(Saved entries)
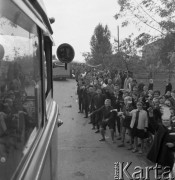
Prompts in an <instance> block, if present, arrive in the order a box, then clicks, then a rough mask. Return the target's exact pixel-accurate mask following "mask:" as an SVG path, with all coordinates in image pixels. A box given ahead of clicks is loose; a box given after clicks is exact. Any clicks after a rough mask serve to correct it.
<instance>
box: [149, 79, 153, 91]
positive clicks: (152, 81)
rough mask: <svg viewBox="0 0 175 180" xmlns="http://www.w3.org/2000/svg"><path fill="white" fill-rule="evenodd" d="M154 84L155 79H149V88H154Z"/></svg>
mask: <svg viewBox="0 0 175 180" xmlns="http://www.w3.org/2000/svg"><path fill="white" fill-rule="evenodd" d="M153 85H154V81H153V79H149V84H148V90H153Z"/></svg>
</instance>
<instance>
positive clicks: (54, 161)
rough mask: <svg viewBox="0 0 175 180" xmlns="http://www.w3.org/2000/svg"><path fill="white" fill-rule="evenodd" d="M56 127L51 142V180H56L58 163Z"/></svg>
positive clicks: (57, 127) (57, 140)
mask: <svg viewBox="0 0 175 180" xmlns="http://www.w3.org/2000/svg"><path fill="white" fill-rule="evenodd" d="M57 156H58V127H57V126H55V129H54V133H53V136H52V141H51V160H52V161H51V167H52V180H58V179H57V177H56V175H57V163H58V159H57Z"/></svg>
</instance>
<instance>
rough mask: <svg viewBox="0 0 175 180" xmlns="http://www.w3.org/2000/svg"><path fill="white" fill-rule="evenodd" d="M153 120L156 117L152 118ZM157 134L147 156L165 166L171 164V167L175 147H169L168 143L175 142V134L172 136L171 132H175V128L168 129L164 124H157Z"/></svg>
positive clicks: (163, 165)
mask: <svg viewBox="0 0 175 180" xmlns="http://www.w3.org/2000/svg"><path fill="white" fill-rule="evenodd" d="M152 121H154V119H153V118H152ZM155 127H156V134H155V137H154V141H153V144H152V147H151V149H150V151H149V152H148V154H147V158H148V159H149V160H150V161H152V162H154V163H158V164H159V165H162V166H163V167H165V166H169V167H170V169H172V168H173V165H174V154H173V151H174V149H175V148H174V147H173V148H169V147H168V146H167V145H166V143H168V142H172V143H174V144H175V136H170V133H171V132H175V129H174V128H172V129H171V130H169V129H167V128H166V127H165V126H163V125H158V124H157V126H156V125H155Z"/></svg>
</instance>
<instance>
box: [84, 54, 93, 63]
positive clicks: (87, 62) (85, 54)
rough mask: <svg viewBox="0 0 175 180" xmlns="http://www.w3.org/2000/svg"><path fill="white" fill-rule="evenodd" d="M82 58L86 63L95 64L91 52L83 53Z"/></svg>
mask: <svg viewBox="0 0 175 180" xmlns="http://www.w3.org/2000/svg"><path fill="white" fill-rule="evenodd" d="M82 56H83V57H84V60H85V62H86V63H90V64H91V63H93V59H92V55H91V53H90V52H83V53H82Z"/></svg>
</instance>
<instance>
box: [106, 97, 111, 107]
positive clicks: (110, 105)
mask: <svg viewBox="0 0 175 180" xmlns="http://www.w3.org/2000/svg"><path fill="white" fill-rule="evenodd" d="M105 106H106V107H108V106H111V100H110V99H106V100H105Z"/></svg>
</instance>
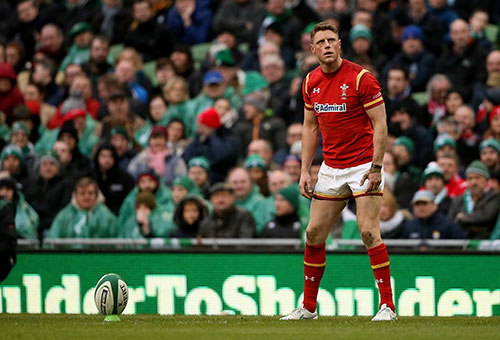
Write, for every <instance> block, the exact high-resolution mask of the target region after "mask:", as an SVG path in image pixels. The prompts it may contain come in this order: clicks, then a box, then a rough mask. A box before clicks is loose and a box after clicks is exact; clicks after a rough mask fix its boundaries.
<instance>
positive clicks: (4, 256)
mask: <svg viewBox="0 0 500 340" xmlns="http://www.w3.org/2000/svg"><path fill="white" fill-rule="evenodd" d="M14 210H15V209H14V208H13V206H12V205H11V204H9V203H7V202H6V201H4V200H3V199H0V282H2V281H3V280H5V279H6V278H7V275H9V273H10V270H11V269H12V267H14V264H15V263H16V246H17V233H16V227H15V225H14V216H15V211H14Z"/></svg>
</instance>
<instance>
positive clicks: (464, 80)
mask: <svg viewBox="0 0 500 340" xmlns="http://www.w3.org/2000/svg"><path fill="white" fill-rule="evenodd" d="M450 38H451V43H450V46H449V48H448V49H447V50H446V51H445V52H444V53H443V54H442V55H441V58H440V59H439V62H438V65H437V71H438V72H440V73H444V74H446V75H447V76H448V77H449V78H450V81H451V82H452V84H453V86H454V87H455V88H457V89H458V90H460V92H462V93H463V94H464V99H465V101H466V102H468V101H469V100H470V99H471V97H472V90H473V88H474V85H475V84H476V83H478V82H484V81H486V65H485V61H486V55H487V52H486V51H484V50H483V49H482V48H481V47H480V46H479V45H478V43H477V41H475V40H474V39H472V37H471V34H470V30H469V27H468V25H467V22H466V21H465V20H463V19H456V20H454V21H453V22H452V23H451V24H450Z"/></svg>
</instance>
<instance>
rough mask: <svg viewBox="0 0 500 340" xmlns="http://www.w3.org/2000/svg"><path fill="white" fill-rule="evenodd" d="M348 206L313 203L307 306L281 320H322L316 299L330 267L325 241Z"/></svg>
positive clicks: (330, 201) (307, 272)
mask: <svg viewBox="0 0 500 340" xmlns="http://www.w3.org/2000/svg"><path fill="white" fill-rule="evenodd" d="M345 205H346V201H331V200H318V199H313V200H312V202H311V213H310V216H311V218H310V220H309V224H308V226H307V229H306V250H305V252H304V301H303V306H301V307H298V308H297V309H295V310H293V311H292V312H291V313H290V314H288V315H287V316H285V317H283V318H281V320H299V319H316V318H317V317H318V315H317V313H316V305H317V303H316V299H317V296H318V290H319V285H320V282H321V278H322V277H323V273H324V272H325V266H326V253H325V241H326V238H327V237H328V234H329V232H330V229H331V227H332V225H333V222H334V221H335V219H336V218H337V217H338V216H339V214H340V213H341V212H342V210H343V209H344V207H345Z"/></svg>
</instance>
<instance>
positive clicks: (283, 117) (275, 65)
mask: <svg viewBox="0 0 500 340" xmlns="http://www.w3.org/2000/svg"><path fill="white" fill-rule="evenodd" d="M285 71H286V69H285V63H284V61H283V59H282V58H281V56H279V55H268V56H265V57H263V58H262V60H261V62H260V73H261V74H262V76H263V77H264V79H265V80H266V81H267V82H268V83H269V90H270V92H271V93H270V98H269V108H270V109H271V110H272V111H273V114H274V116H275V117H279V118H281V119H282V120H283V121H285V123H286V124H287V125H288V124H290V123H292V118H293V117H291V116H290V115H289V114H288V112H289V109H288V105H289V102H290V95H289V92H290V81H289V80H287V79H286V77H285Z"/></svg>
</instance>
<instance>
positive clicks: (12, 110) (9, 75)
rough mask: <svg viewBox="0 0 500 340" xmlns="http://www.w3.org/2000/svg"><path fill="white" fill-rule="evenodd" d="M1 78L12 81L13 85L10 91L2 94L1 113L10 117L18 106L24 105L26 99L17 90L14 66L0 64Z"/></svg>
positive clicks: (18, 91)
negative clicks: (5, 78)
mask: <svg viewBox="0 0 500 340" xmlns="http://www.w3.org/2000/svg"><path fill="white" fill-rule="evenodd" d="M0 78H7V79H10V81H11V83H12V88H11V89H10V91H8V92H0V111H1V112H3V113H5V115H6V116H7V117H10V116H11V115H12V111H13V110H14V108H15V107H16V106H18V105H21V104H24V97H23V94H22V93H21V91H19V89H18V88H17V75H16V72H14V69H13V68H12V66H10V65H9V64H7V63H3V64H0Z"/></svg>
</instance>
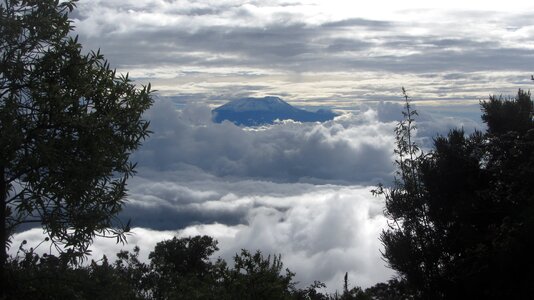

### Description of the task:
Pull out all lines of the data with the string "loose".

### Finished exercise:
Prompts in an <instance> block, if present, arrive in the order a box, then clicks, then a rough mask. Return the target's exact pixel-accurate mask following "mask:" as an SVG path, with all coordinates in image pixels. A box given ahead of clicks is loose; a box given after clicks is exact. Any clicks after a rough mask serve to correct it.
Write, for every <instance> block, the exact high-resolution mask of the target region after "mask:", as an SVG path in image pixels. The prompts it may contain come in this order: clicks, then a box, then a rough mask. A box before clicks is loose and a box after clicks is exact; clicks after a rough mask fix its boundaries.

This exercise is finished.